* MATERIAL PROVIDED
--

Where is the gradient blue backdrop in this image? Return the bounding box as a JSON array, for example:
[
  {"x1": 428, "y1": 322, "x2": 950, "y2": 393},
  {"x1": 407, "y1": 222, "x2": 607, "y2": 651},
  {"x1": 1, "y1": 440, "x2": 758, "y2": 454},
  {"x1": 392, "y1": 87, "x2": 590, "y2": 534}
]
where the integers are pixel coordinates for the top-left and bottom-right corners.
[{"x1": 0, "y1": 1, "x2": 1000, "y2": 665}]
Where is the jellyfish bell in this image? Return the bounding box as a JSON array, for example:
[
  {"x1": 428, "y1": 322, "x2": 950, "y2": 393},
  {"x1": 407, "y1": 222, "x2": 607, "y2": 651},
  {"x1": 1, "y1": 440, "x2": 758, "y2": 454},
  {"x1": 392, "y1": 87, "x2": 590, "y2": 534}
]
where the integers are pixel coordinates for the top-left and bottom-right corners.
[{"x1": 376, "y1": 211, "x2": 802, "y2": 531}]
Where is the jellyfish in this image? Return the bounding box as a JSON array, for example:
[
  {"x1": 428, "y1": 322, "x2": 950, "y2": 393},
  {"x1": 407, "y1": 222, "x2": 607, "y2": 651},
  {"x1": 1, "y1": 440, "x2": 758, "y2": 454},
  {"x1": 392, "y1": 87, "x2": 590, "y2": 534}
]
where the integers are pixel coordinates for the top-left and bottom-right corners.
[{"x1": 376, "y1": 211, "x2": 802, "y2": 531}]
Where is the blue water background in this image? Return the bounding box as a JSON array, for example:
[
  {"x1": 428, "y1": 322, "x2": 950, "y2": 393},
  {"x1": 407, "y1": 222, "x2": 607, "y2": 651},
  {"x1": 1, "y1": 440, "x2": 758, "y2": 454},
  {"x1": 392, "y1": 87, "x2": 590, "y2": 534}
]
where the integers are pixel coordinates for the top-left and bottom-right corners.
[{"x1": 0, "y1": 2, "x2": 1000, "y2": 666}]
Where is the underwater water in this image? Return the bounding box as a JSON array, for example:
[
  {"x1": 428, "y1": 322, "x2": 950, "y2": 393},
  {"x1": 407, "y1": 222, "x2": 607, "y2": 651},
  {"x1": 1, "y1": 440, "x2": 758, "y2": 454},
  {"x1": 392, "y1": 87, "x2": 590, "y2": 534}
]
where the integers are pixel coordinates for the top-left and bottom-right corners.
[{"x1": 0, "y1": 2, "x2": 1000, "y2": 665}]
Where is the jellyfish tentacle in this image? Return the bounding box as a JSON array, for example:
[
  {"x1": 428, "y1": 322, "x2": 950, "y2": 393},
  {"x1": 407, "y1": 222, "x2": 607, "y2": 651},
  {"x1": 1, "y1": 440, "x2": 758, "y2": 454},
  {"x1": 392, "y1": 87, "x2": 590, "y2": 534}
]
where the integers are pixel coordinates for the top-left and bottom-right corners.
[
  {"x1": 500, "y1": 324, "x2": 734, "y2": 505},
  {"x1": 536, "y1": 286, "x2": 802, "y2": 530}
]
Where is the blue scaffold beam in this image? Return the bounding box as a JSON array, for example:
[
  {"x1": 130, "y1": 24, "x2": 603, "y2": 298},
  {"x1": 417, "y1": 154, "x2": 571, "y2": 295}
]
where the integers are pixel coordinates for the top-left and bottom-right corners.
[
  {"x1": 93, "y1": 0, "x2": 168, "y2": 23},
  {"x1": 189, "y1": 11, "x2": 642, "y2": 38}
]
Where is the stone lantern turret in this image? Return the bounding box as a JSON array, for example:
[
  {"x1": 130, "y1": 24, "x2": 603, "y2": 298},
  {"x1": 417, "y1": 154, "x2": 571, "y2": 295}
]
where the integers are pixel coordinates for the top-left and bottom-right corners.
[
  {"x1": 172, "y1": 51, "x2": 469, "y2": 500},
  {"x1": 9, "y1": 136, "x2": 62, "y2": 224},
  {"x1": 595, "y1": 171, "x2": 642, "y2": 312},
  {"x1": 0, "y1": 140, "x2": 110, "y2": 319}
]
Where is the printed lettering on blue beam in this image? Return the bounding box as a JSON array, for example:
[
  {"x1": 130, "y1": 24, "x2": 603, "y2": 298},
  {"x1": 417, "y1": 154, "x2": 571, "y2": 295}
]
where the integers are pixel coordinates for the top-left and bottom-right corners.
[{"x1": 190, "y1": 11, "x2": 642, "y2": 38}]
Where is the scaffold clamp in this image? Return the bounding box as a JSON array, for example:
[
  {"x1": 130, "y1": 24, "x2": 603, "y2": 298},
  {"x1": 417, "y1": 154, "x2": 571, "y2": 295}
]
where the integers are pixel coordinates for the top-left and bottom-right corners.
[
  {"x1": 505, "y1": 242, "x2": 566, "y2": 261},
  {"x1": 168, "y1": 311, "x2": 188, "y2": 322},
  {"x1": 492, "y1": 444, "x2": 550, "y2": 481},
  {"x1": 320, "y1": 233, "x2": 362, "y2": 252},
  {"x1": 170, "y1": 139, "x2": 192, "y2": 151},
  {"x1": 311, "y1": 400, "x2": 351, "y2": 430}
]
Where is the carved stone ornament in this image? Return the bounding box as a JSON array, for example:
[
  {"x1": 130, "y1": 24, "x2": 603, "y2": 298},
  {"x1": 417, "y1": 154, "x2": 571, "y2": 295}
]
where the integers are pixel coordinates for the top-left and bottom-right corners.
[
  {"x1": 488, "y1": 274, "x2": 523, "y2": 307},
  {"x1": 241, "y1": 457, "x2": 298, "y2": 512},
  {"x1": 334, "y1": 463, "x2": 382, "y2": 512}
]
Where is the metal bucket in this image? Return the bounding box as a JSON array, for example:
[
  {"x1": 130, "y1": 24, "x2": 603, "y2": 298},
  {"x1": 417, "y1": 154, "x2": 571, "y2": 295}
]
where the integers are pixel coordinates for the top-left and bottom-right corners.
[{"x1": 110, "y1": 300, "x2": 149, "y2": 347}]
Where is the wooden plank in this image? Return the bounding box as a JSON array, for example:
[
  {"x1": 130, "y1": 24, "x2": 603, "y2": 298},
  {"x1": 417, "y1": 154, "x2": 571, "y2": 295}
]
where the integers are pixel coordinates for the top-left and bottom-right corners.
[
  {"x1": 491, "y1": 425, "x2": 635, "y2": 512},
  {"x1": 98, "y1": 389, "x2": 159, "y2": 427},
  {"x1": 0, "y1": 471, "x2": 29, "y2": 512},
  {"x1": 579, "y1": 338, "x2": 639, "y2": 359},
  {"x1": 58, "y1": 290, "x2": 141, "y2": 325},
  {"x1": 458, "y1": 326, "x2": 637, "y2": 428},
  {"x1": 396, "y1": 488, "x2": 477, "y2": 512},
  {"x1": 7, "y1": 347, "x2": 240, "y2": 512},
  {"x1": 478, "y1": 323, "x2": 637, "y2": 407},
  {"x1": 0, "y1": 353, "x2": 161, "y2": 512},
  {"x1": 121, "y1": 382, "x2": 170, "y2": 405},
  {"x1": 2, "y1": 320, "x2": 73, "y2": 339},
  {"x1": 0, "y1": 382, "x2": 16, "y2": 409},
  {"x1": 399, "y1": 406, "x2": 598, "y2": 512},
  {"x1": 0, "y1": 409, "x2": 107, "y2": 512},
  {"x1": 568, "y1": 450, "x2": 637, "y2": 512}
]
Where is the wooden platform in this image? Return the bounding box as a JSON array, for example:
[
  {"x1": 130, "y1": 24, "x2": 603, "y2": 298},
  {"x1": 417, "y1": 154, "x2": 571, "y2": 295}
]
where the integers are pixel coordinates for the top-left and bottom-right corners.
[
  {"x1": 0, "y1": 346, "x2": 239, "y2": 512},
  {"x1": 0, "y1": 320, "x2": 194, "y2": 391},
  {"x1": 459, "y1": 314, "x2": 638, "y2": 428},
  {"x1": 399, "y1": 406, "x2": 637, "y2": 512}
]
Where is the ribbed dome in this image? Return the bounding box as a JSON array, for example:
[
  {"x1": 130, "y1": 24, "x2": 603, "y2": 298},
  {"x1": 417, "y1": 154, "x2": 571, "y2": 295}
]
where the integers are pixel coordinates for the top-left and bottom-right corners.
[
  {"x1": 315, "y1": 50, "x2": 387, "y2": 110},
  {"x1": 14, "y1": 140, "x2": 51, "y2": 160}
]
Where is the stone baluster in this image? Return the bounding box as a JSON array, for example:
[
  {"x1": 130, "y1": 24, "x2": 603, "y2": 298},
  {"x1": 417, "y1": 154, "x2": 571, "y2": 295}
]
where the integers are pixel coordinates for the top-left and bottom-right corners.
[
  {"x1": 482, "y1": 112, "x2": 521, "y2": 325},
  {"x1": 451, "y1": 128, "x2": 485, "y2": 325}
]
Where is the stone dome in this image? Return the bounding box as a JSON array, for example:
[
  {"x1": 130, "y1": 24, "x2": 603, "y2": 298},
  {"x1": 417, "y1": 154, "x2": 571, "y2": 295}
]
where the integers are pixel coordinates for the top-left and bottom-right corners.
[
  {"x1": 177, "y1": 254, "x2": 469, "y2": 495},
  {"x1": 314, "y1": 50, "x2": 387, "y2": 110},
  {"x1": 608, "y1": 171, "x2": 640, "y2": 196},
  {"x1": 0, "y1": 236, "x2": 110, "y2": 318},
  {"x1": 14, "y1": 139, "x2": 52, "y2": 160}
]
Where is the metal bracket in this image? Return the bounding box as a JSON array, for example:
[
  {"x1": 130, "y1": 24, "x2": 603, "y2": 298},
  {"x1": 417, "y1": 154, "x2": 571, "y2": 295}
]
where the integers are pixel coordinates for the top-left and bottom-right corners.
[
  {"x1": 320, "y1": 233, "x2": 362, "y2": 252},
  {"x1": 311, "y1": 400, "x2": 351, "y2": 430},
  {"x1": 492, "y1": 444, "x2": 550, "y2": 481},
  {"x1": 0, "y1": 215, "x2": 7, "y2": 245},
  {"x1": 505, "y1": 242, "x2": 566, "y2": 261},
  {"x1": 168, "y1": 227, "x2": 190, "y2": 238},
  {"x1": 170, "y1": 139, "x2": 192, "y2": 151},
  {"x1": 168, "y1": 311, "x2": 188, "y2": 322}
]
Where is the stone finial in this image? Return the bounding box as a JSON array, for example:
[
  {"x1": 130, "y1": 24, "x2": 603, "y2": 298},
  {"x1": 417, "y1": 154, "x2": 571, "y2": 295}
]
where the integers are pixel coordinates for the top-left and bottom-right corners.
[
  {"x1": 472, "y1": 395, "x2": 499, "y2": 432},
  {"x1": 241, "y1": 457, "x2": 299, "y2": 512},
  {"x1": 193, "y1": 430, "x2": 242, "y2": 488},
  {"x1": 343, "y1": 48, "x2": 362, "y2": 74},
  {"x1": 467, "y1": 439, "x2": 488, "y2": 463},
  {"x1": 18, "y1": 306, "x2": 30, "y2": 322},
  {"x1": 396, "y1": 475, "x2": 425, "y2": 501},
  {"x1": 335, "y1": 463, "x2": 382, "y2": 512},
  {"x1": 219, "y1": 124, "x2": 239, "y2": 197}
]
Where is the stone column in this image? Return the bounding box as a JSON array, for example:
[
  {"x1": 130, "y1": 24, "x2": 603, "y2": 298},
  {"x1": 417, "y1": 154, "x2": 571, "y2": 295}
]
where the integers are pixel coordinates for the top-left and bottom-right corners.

--

* INSTRUCTIONS TO FOLLOW
Pull out every line above that contains the word "water".

* ANSWER
Where is the blue water background in this image? Return the bounding box as a JSON array, for example:
Where is the underwater water in this image? Return the bounding box as a JSON array, for example:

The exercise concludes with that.